From the listing below, copy out each line that contains the word "stone".
[begin LISTING]
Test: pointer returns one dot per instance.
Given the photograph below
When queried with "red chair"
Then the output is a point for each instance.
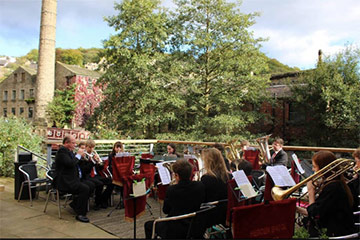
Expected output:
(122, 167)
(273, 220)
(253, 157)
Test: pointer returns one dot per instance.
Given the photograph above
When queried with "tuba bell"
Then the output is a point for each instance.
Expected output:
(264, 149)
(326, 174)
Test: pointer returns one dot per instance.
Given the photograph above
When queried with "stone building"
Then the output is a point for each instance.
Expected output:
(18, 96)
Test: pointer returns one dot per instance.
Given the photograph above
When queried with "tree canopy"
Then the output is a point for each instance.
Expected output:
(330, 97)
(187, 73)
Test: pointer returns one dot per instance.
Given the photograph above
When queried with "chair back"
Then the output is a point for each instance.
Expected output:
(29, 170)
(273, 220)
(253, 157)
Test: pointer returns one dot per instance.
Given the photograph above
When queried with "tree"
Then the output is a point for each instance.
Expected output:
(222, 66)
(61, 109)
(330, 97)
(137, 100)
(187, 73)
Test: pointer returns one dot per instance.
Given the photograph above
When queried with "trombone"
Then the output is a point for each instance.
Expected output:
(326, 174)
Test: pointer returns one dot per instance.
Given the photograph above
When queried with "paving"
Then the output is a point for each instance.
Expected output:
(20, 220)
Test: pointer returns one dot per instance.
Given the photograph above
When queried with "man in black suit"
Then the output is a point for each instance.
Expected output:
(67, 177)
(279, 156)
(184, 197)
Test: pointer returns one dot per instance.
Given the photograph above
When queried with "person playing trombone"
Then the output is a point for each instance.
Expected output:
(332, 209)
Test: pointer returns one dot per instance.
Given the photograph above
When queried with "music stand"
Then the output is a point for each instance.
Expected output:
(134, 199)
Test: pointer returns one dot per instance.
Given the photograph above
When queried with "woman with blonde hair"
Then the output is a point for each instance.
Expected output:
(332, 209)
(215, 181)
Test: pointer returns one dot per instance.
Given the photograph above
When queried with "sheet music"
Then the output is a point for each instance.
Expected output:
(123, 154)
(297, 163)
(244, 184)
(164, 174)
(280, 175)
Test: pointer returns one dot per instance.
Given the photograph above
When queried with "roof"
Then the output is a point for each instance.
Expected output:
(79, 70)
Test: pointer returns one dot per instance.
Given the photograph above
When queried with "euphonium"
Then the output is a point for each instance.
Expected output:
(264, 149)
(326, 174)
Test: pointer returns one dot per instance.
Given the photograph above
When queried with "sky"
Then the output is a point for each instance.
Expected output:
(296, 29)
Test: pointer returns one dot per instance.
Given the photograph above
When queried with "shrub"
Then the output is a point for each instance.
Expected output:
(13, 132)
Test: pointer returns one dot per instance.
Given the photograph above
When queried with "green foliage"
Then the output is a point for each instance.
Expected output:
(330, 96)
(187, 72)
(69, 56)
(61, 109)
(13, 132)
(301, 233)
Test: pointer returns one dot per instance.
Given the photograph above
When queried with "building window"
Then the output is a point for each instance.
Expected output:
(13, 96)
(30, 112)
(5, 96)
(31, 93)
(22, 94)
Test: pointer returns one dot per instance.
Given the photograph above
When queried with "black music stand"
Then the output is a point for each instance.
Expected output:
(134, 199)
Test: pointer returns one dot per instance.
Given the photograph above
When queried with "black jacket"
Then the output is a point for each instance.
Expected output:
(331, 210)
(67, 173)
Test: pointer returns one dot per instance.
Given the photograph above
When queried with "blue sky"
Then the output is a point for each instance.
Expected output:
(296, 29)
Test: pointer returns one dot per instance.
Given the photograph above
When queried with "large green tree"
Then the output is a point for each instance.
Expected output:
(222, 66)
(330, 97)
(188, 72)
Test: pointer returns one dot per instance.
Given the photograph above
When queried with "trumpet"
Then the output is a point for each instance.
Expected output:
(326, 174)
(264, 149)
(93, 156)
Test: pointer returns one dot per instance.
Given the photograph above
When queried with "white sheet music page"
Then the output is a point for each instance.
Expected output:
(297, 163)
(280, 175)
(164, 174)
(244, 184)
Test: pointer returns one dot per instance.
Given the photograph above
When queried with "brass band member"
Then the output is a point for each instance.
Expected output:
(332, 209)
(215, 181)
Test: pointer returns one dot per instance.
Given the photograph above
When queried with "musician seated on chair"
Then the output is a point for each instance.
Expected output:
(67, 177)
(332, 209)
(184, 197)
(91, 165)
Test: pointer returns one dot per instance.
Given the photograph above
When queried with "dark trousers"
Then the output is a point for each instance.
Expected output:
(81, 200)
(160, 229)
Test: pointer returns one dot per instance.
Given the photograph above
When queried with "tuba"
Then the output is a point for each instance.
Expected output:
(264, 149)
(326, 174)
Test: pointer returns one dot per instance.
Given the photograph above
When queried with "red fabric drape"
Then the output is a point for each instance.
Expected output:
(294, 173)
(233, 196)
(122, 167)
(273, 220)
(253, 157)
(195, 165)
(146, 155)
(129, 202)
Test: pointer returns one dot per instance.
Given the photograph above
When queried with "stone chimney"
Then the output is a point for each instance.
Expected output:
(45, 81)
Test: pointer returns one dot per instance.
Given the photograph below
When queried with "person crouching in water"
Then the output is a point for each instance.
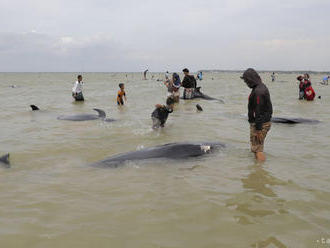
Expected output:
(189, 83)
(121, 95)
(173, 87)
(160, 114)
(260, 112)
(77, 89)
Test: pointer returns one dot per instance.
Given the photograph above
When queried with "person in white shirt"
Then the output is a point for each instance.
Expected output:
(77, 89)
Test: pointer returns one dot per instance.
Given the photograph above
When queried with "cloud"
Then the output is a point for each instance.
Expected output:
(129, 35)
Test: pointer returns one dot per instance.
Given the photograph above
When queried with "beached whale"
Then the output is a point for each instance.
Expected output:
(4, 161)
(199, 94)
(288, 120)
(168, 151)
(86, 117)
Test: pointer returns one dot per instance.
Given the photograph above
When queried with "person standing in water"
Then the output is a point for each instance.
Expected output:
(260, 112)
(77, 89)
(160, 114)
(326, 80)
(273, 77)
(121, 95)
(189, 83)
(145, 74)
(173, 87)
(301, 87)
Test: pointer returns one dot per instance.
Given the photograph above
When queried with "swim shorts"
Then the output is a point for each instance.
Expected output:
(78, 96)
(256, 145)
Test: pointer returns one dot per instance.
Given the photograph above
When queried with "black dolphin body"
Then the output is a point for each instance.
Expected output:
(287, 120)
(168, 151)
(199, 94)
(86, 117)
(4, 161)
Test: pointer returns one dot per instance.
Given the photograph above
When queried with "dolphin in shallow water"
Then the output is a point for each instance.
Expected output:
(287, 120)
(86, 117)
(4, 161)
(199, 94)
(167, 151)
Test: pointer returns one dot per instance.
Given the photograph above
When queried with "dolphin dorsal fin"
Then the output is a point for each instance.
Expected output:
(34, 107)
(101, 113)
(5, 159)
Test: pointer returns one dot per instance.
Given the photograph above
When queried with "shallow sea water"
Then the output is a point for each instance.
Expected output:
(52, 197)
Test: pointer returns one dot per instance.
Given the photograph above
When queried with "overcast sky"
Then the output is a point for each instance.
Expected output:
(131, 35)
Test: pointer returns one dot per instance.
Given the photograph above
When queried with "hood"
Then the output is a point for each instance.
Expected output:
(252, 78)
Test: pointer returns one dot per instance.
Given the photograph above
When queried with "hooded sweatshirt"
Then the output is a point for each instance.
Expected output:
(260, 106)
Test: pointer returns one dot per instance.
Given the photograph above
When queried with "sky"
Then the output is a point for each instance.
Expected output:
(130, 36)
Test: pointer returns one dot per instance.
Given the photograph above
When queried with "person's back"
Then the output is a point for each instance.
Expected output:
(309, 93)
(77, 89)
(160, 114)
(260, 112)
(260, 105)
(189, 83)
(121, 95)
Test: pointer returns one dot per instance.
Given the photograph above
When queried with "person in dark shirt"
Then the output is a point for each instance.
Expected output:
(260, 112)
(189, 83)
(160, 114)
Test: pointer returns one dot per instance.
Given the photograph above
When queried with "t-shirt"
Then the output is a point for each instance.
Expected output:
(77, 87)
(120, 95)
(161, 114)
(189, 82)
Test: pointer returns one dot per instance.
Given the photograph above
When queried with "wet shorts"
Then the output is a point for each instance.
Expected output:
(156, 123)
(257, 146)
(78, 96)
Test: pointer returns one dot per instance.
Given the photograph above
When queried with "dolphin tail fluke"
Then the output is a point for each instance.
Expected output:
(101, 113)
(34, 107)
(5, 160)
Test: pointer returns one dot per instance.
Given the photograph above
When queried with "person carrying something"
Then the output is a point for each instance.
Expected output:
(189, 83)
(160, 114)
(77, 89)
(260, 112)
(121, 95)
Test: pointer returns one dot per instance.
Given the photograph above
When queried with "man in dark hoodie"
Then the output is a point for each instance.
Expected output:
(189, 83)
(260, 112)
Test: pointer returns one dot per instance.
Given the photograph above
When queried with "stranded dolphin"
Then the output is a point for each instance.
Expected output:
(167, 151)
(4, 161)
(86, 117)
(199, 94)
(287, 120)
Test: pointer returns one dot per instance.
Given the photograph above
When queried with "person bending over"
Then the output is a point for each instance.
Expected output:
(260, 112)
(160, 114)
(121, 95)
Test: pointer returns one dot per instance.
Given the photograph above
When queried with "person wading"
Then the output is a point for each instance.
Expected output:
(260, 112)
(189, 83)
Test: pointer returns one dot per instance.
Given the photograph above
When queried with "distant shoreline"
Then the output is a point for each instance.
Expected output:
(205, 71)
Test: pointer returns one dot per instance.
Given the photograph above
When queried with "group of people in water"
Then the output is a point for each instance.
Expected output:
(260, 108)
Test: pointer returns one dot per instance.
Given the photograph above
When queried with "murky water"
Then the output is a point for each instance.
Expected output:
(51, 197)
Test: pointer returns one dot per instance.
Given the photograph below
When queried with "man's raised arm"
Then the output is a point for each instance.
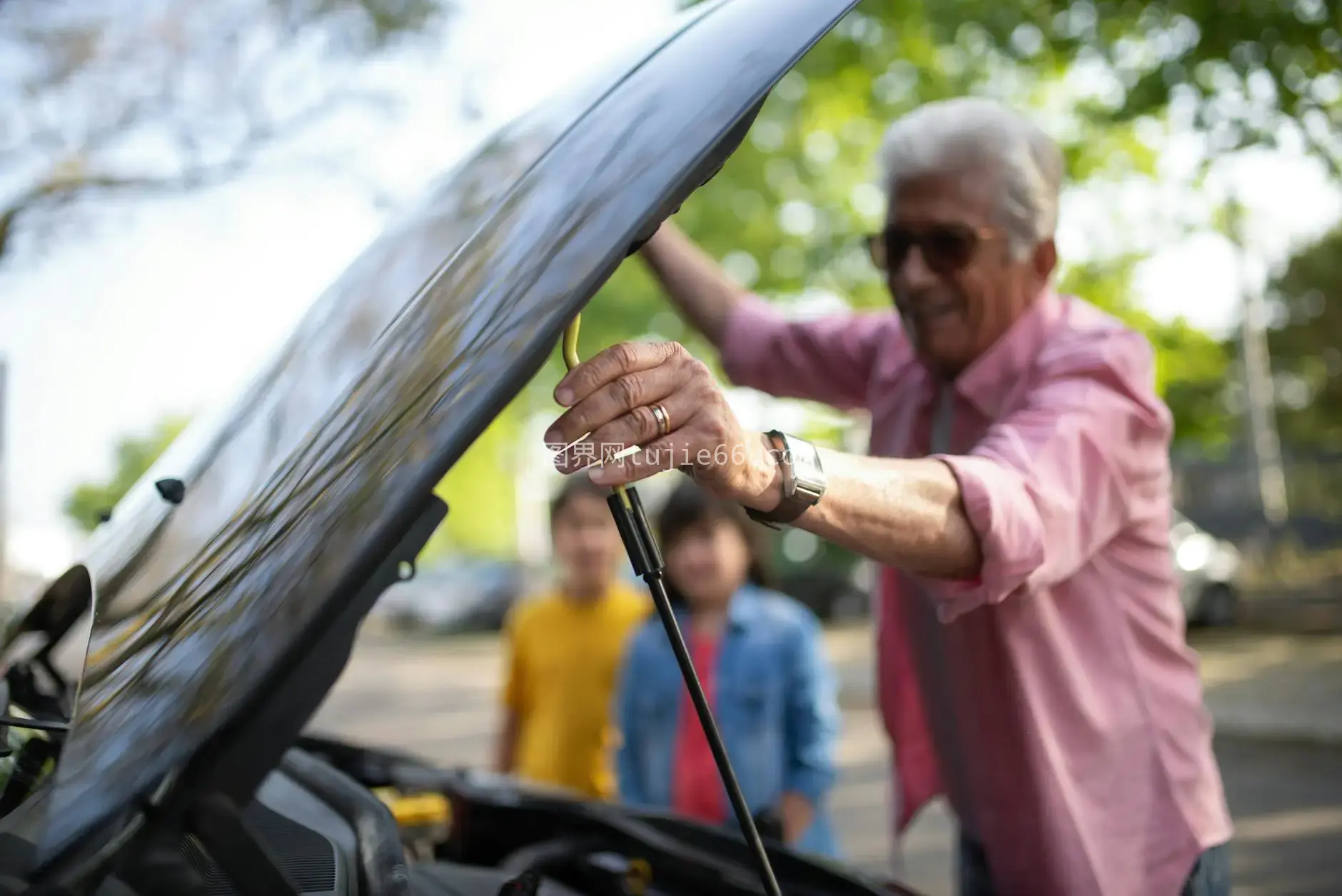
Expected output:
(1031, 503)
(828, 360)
[end LISTING]
▸ **CORRECT RESPONSE**:
When queried with "stone building"
When queried with "stone chimney"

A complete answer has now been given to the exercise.